What the task asks ▸
Convert the rows below into a two-column CSV with the headers instruction and boxes, one line per row, putting each row's text and its answer in separate quoted fields and replacing any line breaks with spaces. Leave out the pictures.

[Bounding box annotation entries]
-- begin --
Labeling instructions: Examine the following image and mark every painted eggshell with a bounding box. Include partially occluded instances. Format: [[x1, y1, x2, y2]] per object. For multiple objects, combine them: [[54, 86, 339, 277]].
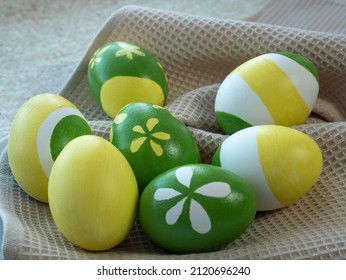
[[212, 125, 323, 211], [215, 52, 319, 134], [110, 102, 200, 192], [8, 93, 92, 202], [139, 164, 256, 253], [48, 135, 138, 251], [88, 42, 168, 119]]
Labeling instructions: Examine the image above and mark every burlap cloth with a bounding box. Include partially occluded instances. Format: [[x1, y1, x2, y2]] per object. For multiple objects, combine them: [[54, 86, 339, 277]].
[[0, 1, 346, 259]]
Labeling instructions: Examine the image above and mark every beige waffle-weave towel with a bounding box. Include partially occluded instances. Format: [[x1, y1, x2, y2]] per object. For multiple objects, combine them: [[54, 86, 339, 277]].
[[0, 1, 346, 259]]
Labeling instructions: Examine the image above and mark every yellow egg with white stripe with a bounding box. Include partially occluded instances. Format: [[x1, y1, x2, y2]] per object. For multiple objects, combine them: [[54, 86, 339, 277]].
[[215, 52, 319, 134], [8, 93, 92, 202], [212, 125, 323, 211]]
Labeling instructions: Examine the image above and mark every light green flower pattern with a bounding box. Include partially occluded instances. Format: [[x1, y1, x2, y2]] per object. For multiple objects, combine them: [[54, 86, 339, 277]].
[[115, 42, 145, 59], [89, 46, 110, 69], [154, 166, 231, 234]]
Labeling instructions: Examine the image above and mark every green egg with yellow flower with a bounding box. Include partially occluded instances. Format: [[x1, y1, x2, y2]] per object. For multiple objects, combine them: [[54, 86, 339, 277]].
[[110, 102, 201, 192], [88, 41, 168, 119]]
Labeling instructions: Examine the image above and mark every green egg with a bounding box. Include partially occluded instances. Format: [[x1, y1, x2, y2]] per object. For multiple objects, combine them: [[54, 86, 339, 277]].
[[110, 102, 200, 194], [88, 42, 168, 118], [139, 164, 256, 253]]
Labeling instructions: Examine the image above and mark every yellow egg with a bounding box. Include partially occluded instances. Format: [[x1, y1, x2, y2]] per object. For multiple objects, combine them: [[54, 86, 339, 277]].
[[48, 135, 138, 251], [213, 125, 323, 211], [8, 93, 92, 202]]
-- end --
Worked answer ▸
instruction,boxes
"Labeling instructions: Examine the following image and mark every painted eggshell with a bounding box. Include partially occluded instances. Format: [[x1, y1, x2, y2]] per object. For multiple objects, combine them: [[54, 86, 339, 277]].","[[212, 125, 323, 211], [215, 52, 319, 134], [110, 102, 200, 192], [8, 93, 92, 202], [139, 164, 256, 253], [48, 135, 138, 251], [88, 42, 168, 119]]"
"Labeling instructions: Examine the image above and mark every burlap cloth with a bounding box. Include partially occluded instances. Format: [[x1, y1, x2, y2]] per object. For multiple objects, combine them: [[54, 86, 339, 277]].","[[0, 1, 346, 259]]"
"Labeling instructions: Examine the image above and mark every beige waffle-weave towel with a bounding box. Include partially occluded instances. Format: [[x1, y1, x2, y2]] per object. For multiple objects, combine them: [[54, 86, 339, 277]].","[[0, 1, 346, 259]]"
"Labeling instructions: Examine the image above and mark every yellow egg with white stripe with a bounding box. Include partially occluded instances. Format: [[x1, y1, x2, y2]] per object. For multiple objects, combine them: [[54, 86, 339, 277]].","[[215, 52, 319, 134], [8, 93, 92, 202], [212, 125, 323, 211]]"
"Labeling instructions: Examine the image above and mark every light green flower pattern with a bounding box. Include partially occluded instances. Format: [[x1, y1, x2, y2]] per object. For multiple objects, combine them: [[54, 86, 339, 277]].","[[115, 42, 145, 59], [89, 46, 110, 69], [154, 166, 231, 234]]"
"Labeling instructions: Examine the image above and mark every green egg with yellow flower with a bounding box. Include partially occluded instances. Format: [[x1, y1, x2, y2]] per object. For multiple objects, combine them: [[54, 86, 339, 277]].","[[110, 102, 201, 192], [88, 41, 168, 119]]"
"Labeling instructions: Examine the image above and mark every green egg with a bounding box. Include partially occluded instances. Format: [[x1, y1, x2, y2]] per object. For multiple objects, combine them: [[54, 86, 339, 277]].","[[110, 102, 200, 194], [88, 42, 168, 118], [139, 164, 256, 253]]"
"Labeling instructions: Examine the image above and mark every yellow egg with a bounding box. Include partially occluded instances. Format: [[x1, y1, x2, y2]] per object. For multiple objects, combine them: [[54, 86, 339, 277]].","[[48, 135, 138, 251], [213, 125, 323, 211], [8, 93, 92, 202]]"